* Written exercise A
In the sysadmin heroics article, which state was chosen for the pilot and test phase of the content management system?
* Written exercise B
Pick up the sysadmin heroics article after its final sentence and keep writing it.

* Article
· · · · ·

What does it mean to be a sysadmin hero?

Image by:

By Jason van Gumster via GitLab, CC BY-SA 4.0 International

Sysadmins spend a lot of time preventing and fixing problems. There are certainly times when a sysadmin becomes a hero, whether to their team, department, company, or the general public, though the people they "saved" from trouble may never even know.

Enjoy these two stories from the community on sysadmin heroics. What does it mean to you?

I worked as a system administrator for a contract with the Army National Guard in the early 2000s. I was involved in a project to pilot a new content management system. This system would enable distribution of online educational materials to classrooms across the country. The state of Montana was chosen for the initial pilot and test phase. I traveled to Montana and deployed several servers running Red Hat Linux plus the content management software in their data centers.

A few days later, I received a call at my regular office from a worried guardsman with urgent news. One of the servers would not boot. Due to the circumstances, there was no way to easily troubleshoot.

The testing was scheduled to commence the following week, which left little time to get the server back online. A delay in the project would be costly. I needed to solve the problem fast. Fortunately, we had several identical servers in our local data center. I used one of them to reinstall the operating system and applications, and then configured it identically to the problem server back in Montana. I then pulled the hard drive, packed it safely, and overnighted it to the Montana National Guard Armory.

The guardsman called me the next morning to say he had the replacement drive. I instructed him on how to remove and replace the boot drive. After doing so, he pressed the power button. We waited for several silent seconds before he informed me that he could see lights and hear the sound of drive activity. I began pinging the server and after a few positive responses, I was able to SSH into it. This was a great sign!

Everyone was relieved that the server was online again so that testing could get underway.

If you want to know more about this program, there is an article here. (It takes a really long time to load for some reason, so I saved it as a PDF just in case.)

· · · · ·

* Records shown
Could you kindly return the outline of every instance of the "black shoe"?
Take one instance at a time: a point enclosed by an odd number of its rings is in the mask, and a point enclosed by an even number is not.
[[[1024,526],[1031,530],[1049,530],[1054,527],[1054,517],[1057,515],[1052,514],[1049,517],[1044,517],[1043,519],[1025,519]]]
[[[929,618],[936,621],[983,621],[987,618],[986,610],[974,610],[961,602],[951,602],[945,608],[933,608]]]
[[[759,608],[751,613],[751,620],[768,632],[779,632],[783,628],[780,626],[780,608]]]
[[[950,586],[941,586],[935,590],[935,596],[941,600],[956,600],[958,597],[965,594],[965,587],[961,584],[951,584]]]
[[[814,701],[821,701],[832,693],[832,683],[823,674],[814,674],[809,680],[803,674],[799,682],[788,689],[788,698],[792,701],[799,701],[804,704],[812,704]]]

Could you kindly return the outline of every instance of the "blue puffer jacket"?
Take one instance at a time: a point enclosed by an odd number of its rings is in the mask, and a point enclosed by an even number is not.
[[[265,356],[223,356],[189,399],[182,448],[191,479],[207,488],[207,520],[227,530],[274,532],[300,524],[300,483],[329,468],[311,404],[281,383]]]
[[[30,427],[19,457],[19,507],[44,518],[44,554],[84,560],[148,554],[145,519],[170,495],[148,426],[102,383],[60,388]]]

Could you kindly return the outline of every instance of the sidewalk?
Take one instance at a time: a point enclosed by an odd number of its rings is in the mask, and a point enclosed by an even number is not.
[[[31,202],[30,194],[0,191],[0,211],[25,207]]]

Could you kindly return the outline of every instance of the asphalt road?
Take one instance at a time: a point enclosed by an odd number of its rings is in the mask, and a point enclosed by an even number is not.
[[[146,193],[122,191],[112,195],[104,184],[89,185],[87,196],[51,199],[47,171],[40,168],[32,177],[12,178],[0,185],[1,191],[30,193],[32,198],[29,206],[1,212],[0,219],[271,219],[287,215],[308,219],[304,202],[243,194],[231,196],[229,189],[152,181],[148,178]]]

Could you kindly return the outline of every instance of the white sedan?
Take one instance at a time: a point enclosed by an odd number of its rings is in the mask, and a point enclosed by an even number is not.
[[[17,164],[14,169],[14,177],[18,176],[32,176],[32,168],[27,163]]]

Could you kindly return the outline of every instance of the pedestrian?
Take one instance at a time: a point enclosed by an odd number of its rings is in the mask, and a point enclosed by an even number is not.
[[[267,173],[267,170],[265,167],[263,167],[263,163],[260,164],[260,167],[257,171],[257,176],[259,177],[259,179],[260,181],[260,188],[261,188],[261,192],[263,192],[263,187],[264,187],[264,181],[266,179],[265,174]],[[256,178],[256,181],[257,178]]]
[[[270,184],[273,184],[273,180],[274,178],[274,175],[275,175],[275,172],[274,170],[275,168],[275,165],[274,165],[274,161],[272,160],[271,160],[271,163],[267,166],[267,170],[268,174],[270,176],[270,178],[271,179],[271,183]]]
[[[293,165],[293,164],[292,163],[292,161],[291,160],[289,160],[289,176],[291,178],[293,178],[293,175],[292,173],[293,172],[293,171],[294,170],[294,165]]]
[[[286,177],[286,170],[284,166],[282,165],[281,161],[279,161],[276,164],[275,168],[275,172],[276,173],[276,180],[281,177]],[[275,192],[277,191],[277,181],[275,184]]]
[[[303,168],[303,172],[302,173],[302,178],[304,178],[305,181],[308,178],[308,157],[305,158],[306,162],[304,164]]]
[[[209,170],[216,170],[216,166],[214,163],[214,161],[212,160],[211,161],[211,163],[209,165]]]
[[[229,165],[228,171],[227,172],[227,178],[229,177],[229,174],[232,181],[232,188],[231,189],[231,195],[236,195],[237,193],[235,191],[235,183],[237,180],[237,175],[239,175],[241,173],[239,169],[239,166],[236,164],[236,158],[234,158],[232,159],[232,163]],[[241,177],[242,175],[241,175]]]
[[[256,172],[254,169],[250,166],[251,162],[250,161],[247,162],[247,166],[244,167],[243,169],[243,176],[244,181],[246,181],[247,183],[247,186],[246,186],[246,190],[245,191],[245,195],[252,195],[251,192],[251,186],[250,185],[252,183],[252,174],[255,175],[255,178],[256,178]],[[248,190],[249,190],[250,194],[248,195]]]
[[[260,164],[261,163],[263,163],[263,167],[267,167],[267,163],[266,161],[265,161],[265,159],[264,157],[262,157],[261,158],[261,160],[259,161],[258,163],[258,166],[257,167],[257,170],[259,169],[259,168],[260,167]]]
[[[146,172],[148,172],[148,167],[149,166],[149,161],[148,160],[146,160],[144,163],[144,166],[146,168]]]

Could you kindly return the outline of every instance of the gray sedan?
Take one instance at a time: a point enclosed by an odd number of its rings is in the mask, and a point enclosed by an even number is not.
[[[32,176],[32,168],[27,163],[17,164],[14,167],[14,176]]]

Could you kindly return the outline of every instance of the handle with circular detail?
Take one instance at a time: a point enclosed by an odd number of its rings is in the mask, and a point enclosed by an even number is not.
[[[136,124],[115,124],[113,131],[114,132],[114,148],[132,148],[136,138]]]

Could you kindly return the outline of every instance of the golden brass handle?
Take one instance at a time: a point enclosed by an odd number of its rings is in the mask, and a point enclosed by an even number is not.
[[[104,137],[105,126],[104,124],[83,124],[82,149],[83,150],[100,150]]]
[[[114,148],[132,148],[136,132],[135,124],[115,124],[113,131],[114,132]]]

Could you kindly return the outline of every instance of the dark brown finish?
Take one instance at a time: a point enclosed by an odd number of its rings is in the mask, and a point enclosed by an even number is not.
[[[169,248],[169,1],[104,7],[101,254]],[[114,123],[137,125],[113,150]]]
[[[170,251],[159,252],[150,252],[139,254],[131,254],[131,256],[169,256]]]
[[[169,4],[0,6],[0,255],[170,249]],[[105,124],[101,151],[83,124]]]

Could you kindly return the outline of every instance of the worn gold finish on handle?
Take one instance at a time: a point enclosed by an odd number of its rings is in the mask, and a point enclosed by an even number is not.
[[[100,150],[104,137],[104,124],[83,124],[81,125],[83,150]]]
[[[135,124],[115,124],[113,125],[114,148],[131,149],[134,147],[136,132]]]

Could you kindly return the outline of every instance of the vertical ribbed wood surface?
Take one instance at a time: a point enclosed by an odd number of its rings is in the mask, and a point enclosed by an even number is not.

· · · · ·

* Written reply A
Montana

* Written reply B
—Alan Formy-Duval

Humans love good stories. In IT, stories about heroic feats of coding and cabling go back to the first computers and the bugs that lived inside them. They’re all loved. They’re loved more if the audience wasn’t part of the fallout of what created the story.

Sysadmins tend to be left holding the bag when events turn sour. That fact affords us the often unwanted honor of being cast as the protagonist for one of these stories. Antagonists can be anything from bad weather or dug up cables, to mistyped commands, or simply human error. Because we operate in an industry built around generated conflict and drama, the legendary epics in our industry usually involve sysadmins battling the thoughtless developer. It’s an old trope, but a good one that gets lots of laughs and amazed stares when the stories are told.

I’ve always been someone who’s loved to share these stories with my peers and friends. The camaraderie and the laughs are important to me. These stories are ice breakers and scene closers when on stage, in a conference room, or just when having a beer with your friends after a hard day. But this year, I’ve begun to think about our storytelling tradition a little differently. The heroes we should be talking about around the water cooler aren’t the sysadmins who fix the problem with a flourish at 3am on Sunday. The true heroes in the industry are the sysadmins who prevent the problem from ever happening at 3pm on a Tuesday.

When I talk to my customers about building effective solutions, I focus the conversation around two core principles. First, I implore them to not rabbit hole themselves with shiny objects and base their solution around proven, supportable technology. Yes, shiny new tech can provide value in some use cases. But most likely it just adds complexity that drives down stability and maintainability. These factors all work together to ultimately slow down adoption by their end users.

Platforms that don’t grow are platforms that don’t last. I don’t want to work on a platform that won’t be around for its first upgrade. Violating this principle creates systems that require Herculean efforts to keep alive. No one benefits from that situation, even if you do get a good story out of it.

The second principle I drive home every time I get a chance is to focus on fundamental knowledge, and understand how the technology we’re implementing actually works. We’ve focused for a long time in our industry on marketing our products as fast to deploy, and easy to manage, but that’s almost always a thin veneer. Every IT system designed by humans will ultimately break at some point in its lifecycle. If you don’t understand what’s happening when that system goes sideways, you don’t have a chance of recovering without writing a new saga to talk about at lunch for weeks to come.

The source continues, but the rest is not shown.